◆ **WHAT THE EXERCISE ASKS**: Copy each of the following items verbatim, reproducing every line without any change.
** Start of DATA PROVIDED **
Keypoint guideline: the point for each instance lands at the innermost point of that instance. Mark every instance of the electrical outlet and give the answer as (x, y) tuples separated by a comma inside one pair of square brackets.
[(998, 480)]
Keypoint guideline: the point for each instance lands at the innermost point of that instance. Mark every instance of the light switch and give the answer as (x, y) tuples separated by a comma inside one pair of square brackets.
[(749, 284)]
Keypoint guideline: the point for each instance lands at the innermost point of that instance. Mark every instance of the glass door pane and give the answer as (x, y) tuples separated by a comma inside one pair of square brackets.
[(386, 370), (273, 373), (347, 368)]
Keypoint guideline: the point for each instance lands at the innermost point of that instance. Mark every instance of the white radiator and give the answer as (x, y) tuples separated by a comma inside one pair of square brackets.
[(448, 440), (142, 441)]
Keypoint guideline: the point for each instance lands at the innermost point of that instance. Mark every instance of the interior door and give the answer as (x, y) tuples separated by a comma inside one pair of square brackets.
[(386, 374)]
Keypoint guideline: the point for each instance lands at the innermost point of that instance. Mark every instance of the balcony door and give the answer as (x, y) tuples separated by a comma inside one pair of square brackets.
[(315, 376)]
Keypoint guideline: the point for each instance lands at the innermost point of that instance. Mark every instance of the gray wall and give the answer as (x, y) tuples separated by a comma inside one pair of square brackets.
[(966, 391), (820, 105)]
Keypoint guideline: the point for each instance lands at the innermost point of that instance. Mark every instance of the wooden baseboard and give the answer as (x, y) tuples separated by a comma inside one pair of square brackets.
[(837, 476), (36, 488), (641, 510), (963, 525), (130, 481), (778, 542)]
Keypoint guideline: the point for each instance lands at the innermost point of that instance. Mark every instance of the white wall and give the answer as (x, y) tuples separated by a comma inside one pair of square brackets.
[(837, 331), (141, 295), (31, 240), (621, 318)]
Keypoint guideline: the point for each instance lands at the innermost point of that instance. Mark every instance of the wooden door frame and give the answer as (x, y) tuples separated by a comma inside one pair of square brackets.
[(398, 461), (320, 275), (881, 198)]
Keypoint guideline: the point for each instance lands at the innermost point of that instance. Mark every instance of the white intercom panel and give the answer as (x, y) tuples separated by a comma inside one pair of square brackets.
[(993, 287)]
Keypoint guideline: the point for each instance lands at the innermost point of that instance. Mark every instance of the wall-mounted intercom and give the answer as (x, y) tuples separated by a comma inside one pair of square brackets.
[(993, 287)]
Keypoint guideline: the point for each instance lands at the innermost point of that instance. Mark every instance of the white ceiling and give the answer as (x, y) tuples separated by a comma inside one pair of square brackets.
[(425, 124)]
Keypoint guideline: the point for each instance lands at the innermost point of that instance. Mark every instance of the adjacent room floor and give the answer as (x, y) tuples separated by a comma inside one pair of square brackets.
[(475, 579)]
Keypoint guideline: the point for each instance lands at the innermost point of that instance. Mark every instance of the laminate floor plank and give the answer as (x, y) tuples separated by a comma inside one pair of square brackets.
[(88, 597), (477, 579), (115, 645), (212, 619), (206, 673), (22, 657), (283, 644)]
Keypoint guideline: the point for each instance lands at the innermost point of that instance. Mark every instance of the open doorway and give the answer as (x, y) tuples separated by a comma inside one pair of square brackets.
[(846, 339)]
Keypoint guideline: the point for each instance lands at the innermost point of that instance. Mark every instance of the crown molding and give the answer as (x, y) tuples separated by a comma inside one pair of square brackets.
** End of DATA PROVIDED **
◆ **REPLY**:
Keypoint guideline: the point for each instance lands at the innermost point of that instance. Mark every instance of the electrical outlet and give the answer as (x, y) tuples separated by a comma inside one pair of square brackets.
[(998, 480)]
Keypoint guideline: the point for each instance lands at the innermost point of that instance. Mark every instance of the light switch and give the answer as (x, y) tuples separated by a comma inside one pair of square brackets.
[(749, 284)]
Keypoint guideline: the point for each instance lands at the innermost point of that instance. Mark every instance of the glass door pane and give the answer as (x, y) tuples separated by a comma inside one pair of square brackets.
[(386, 370), (273, 373), (347, 368)]
Keypoint guideline: the point for each instance lands at the innermost point of that instance. Mark every instance of the white radiator and give the answer as (x, y) tuples separated by a comma inside one pair of square brackets.
[(448, 440), (142, 441)]
Keypoint guideline: the point for each instance lands at the innermost point of that instance. Mark every instance of the interior door and give the answer as (x, y) tuples separated by a comma inside one pair of square brackets.
[(386, 374)]
Keypoint guideline: the point for each instance lands at the innermost point of that instance. Mark every instance of the balcony door and give the answer as (x, y) tuples separated by a comma inside one pair of square brackets.
[(315, 376)]
Keypoint guideline: the point for each instance lands at the innermost point of that instance. Mark every instance of the gray wall and give the answer as (x, y) tuples separated by a comma inside one pair of square brackets.
[(966, 391), (820, 105)]
Keypoint guideline: the point for each instance lands at the innermost point of that instance. Mark every instance of the wooden baseboard and give the answer as (x, y) tuples separated by a comma inside one pair of square brackets.
[(837, 476), (36, 488), (641, 510), (963, 525), (130, 481), (778, 542)]
Keypoint guideline: the point for each instance lands at the innermost point of that instance. Mark every instance of the white wall and give the answer as (x, y) tuples separated by a comma inside one pair of square brackets.
[(837, 331), (141, 295), (31, 240), (621, 318)]
Keypoint guideline: the point for each instance lands at the innermost point of that instance. Mark every instance of the wooden door frame and give the answer as (x, y) tuples separated by a comma inside one pair of square brackets.
[(398, 461), (320, 275), (881, 198)]
Keypoint guideline: the point for each instance lands at the innermost point of that instance. Mark every instance of the white intercom panel and give the answer as (x, y) tuples separated by a comma inside one pair of square brackets.
[(993, 287)]
Keypoint guideline: the point for each instance lands at the innermost point of that instance. Mark every instance of the wall-mounted intercom and give the answer as (x, y) tuples separated by a comma inside one pair of square brackets.
[(993, 287)]
Keypoint guideline: the point for each instance lands at the innermost point of that instance. Mark every instance of the white ceiling and give the answer as (x, y) tuples separated by a comma inside one pair of square brackets.
[(425, 124)]
Keypoint guideline: the point for each instance lands at the innermost point of that instance. Mark every instance of the adjacent room floor and give the answer as (x, y) tuples separated by a comma inside one pair of square brackets.
[(475, 579)]
Keypoint guideline: the point for each instance lands at the innermost point of that instance. Mark every instance of the laminate floor plank and give the answer as (x, y) tuples separated by a comma inside one pair of square brackets.
[(88, 597), (477, 579), (115, 645), (212, 619), (206, 673), (22, 657), (283, 644)]
Keypoint guideline: the point for each instance lands at the innermost point of that instance. Mark every instance of the open doorway and give the answer as (x, y) tuples separated by a comma inside one pair of square brackets.
[(846, 339)]
Keypoint guideline: the point for each instance lands at the innermost point of that instance. Mark every instance of the crown molding and give the answer as (x, y) tuples separated by a comma inside one pair of square brackets.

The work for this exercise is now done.